Problem to solve.
Output the line containing "The client would like the white" and all subsequent lines of the listing below, copied exactly, with no other lines.

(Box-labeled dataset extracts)
※
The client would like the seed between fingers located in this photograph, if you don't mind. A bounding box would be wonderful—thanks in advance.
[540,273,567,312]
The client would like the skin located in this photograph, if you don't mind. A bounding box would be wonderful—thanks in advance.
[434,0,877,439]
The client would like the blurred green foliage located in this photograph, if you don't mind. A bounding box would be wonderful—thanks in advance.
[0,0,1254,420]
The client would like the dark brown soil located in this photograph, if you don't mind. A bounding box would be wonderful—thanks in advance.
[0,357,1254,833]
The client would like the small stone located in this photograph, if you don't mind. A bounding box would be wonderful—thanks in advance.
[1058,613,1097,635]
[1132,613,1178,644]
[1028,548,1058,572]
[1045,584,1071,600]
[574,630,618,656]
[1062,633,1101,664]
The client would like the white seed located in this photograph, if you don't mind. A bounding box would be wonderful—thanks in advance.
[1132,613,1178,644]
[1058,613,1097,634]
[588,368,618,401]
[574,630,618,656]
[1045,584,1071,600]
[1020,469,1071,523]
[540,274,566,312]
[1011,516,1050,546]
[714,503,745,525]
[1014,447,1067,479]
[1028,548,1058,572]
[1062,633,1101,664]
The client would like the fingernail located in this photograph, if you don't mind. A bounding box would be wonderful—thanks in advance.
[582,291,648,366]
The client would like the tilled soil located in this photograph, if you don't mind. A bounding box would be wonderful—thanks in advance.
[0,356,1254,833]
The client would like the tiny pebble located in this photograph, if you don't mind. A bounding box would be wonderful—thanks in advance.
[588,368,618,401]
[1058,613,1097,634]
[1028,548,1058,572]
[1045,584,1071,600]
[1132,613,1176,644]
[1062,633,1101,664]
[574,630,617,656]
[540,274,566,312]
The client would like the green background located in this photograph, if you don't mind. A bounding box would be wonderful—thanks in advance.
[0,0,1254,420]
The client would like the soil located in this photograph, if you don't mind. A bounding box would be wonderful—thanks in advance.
※
Answer to the problem.
The client would like the white seed located in this photograph, if you don't mind. A bounding box would be wonderful—thanks in advance.
[1132,613,1178,644]
[1058,613,1097,634]
[588,368,618,401]
[574,630,618,656]
[1045,584,1071,600]
[1020,469,1071,523]
[540,274,566,312]
[1011,516,1050,546]
[714,503,745,525]
[1014,447,1067,479]
[1028,548,1058,572]
[1062,633,1101,664]
The client would like the fingernail located in this photograph, if you don't mind. A bounding box would be wonderful—thanks in advance.
[582,291,648,366]
The client would like the tilled soil located in this photograph, if you don't mind. A bounding box would be wonderful—thanks in advance.
[0,356,1254,833]
The client would like the tiny pebble located in this photograph, if you don't mind. A bounding box would be wonderful—thanks in advance.
[588,368,618,401]
[1058,613,1097,634]
[1028,548,1058,572]
[1045,584,1071,600]
[1132,613,1176,644]
[1062,633,1101,664]
[574,630,617,656]
[540,274,566,312]
The client would like the green background located in this photograph, if you don't mind. A bounding box would be wonderful—thanks in advance.
[0,0,1254,420]
The client would like the soil located in this photograph, if you don't mind. A bounding box would be wonderful—thanks in advance.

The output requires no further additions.